PROBLEM DESCRIPTION: Copy the data below exactly.

Point-based annotation data:
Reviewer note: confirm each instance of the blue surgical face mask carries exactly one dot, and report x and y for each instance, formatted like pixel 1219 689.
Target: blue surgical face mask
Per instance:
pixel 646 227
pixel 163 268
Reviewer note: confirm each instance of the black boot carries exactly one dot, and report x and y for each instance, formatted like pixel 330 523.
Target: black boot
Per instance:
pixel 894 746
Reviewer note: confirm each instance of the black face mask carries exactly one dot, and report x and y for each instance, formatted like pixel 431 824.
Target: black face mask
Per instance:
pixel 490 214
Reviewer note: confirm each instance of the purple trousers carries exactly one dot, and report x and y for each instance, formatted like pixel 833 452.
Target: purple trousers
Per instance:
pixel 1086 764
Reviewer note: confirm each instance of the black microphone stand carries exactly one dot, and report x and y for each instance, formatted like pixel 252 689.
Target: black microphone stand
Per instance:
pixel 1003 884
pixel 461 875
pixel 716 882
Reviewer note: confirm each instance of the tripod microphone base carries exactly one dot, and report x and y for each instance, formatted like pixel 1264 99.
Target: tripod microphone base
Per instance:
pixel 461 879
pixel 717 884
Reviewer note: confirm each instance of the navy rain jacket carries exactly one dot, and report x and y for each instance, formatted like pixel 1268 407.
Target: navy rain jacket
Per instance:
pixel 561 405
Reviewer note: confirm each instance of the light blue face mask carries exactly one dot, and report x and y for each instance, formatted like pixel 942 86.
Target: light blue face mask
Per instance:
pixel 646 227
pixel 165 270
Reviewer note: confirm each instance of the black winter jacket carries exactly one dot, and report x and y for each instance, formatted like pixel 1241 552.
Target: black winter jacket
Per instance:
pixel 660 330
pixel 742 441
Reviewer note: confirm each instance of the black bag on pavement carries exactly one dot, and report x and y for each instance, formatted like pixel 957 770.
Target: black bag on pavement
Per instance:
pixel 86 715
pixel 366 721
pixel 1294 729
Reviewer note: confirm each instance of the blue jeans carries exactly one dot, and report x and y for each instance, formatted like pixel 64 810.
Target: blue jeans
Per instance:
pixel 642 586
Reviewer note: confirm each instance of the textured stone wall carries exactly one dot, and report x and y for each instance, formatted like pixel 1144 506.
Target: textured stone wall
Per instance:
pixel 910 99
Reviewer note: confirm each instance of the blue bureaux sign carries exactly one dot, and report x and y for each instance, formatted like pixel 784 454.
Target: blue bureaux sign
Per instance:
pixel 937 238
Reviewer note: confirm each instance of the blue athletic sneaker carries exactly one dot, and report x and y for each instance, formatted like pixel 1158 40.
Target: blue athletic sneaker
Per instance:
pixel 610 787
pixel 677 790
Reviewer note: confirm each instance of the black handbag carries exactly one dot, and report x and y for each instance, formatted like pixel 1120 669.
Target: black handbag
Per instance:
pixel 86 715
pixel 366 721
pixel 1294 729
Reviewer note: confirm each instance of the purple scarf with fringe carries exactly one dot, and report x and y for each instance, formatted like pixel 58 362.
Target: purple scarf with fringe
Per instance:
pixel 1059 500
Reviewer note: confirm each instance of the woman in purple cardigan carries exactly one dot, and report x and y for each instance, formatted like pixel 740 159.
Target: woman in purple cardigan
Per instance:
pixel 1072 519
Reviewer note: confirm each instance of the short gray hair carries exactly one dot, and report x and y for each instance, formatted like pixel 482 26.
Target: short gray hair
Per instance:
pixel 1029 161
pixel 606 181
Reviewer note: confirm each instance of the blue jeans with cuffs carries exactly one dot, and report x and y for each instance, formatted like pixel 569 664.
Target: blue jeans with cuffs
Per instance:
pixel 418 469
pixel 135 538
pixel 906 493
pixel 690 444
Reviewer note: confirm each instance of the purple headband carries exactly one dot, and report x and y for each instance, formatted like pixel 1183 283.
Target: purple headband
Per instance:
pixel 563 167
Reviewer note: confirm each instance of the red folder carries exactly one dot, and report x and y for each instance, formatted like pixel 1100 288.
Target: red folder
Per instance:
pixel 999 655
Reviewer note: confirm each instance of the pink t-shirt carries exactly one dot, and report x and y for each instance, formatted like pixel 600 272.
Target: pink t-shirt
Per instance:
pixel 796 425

SOLUTION TO THIS PROBLEM:
Reviewer note: confirm each instance of the blue surgical face mask carries exactly one dot, and report x and y for each instance, formatted like pixel 1219 689.
Target: blue surgical face mask
Per instance:
pixel 646 227
pixel 163 268
Reviewer note: confirm each instance of the black boot carries exactly one dot, and report x and y for each instance, formatted like pixel 330 523.
Target: black boot
Per instance:
pixel 894 746
Reviewer note: confirm each instance of the black face mask carries exactly one dot, and report x and y for each instance, formatted like pixel 431 824.
Target: black face mask
Per instance:
pixel 490 214
Reviewer note: confirm each instance of the purple trousers carries exactly one dot, and report x and y for each instance, formatted like pixel 833 452.
Target: purple trousers
Per instance:
pixel 1086 764
Reviewer note: confirm each instance of the black microphone stand carries exactly one dot, and report x and y for each instance, formatted like pixel 252 689.
Target: black microphone stand
Per instance:
pixel 1003 884
pixel 461 875
pixel 716 882
Reviewer note: confirm each instance of the tripod microphone base carries exactly one dot, and report x and y for each instance, formatted like pixel 1264 99.
Target: tripod microphone base
Per instance:
pixel 461 879
pixel 717 884
Reviewer note: confirm each instance of the navy rain jacket carries exactly one dot, and report x and y for each instance, formatted like pixel 1268 407.
Target: navy rain jacket
Per instance:
pixel 561 405
Reviewer note: confirm each instance of the light blue face mask carries exactly one dot, and report x and y for each instance, formatted like pixel 942 86.
Target: light blue face mask
Per instance:
pixel 646 227
pixel 165 270
Reviewer note: confirm each instance of the black winter jacket carries exactly one dot, and report x and y for each instance, formatted like pixel 1241 552.
Target: black winter jacket
Per instance:
pixel 660 330
pixel 742 441
Reviewer note: confirm each instance of the black bag on pavement carries exactly one dot, and report x and y for each instance, formatted like pixel 957 770.
Target: black bag on pavement
Per instance:
pixel 86 715
pixel 366 721
pixel 1294 729
Reviewer note: confirm each instance of the blue jeans carries exactly one dot, and report x and y for each instance, formatted like pixel 64 810.
Target: blue jeans
Per instance:
pixel 642 586
Reviewer note: confirm each instance of the textured stone wall carries exactly one dot, and report x and y for each instance, formatted like pixel 1144 506.
Target: textured stone wall
Per instance:
pixel 910 99
Reviewer note: confirm each instance of the blue bureaux sign carries exactly one dot, and report x and y for each instance, formatted like pixel 784 454.
Target: blue bureaux sign
Per instance:
pixel 937 238
Reviewer note: confirm each instance of the blue athletic sneaker carries exactly one dot, and report x and y for each instance, formatted like pixel 1158 40.
Target: blue athletic sneaker
Per instance:
pixel 610 787
pixel 677 790
Reviewer note: confirm each instance of the black handbag carries exactly one dot, and report x and y for each instance, formatted like pixel 1120 669.
Target: black handbag
Per instance:
pixel 86 715
pixel 366 721
pixel 1294 729
Reviewer note: confirm each instance of the purple scarf with fringe carries exactly one dot, and report x and y for each instance, formatted like pixel 58 362.
Target: purple scarf with fringe
Per instance:
pixel 1059 500
Reviewer note: confirm each instance of the woman in purple cardigan carries exactly one dot, and report x and y for each instance, formatted like pixel 740 159.
Target: woman in purple cardigan
Per instance:
pixel 1072 519
Reviewer note: confirm each instance of the short gray hair carries exactly one dot, and report x and y for each instance, formatted like pixel 482 26.
Target: short gray hair
Per instance:
pixel 1029 161
pixel 606 181
Reviewer note: confirm each instance of the blue jeans with cuffs carries exactly one dot, and report x and y for each instance, formatted like pixel 569 664.
Target: blue jeans with cuffs
Per instance:
pixel 418 469
pixel 135 538
pixel 906 493
pixel 690 444
Reviewer note: confirm each instance of the purple headband carries exactly one dot, and report x and y for each instance, formatted like pixel 1183 283.
Target: purple headband
Per instance:
pixel 563 167
Reviewer note: confirm each instance of the red folder carries exactly one dot, and report x and y for each instance, formatted like pixel 1100 288.
Target: red folder
Per instance:
pixel 999 655
Reviewer note: confirm each instance of the pink t-shirt carries exactly one dot, and report x and y for each instance, formatted like pixel 600 272.
Target: pink t-shirt
Per instance:
pixel 796 425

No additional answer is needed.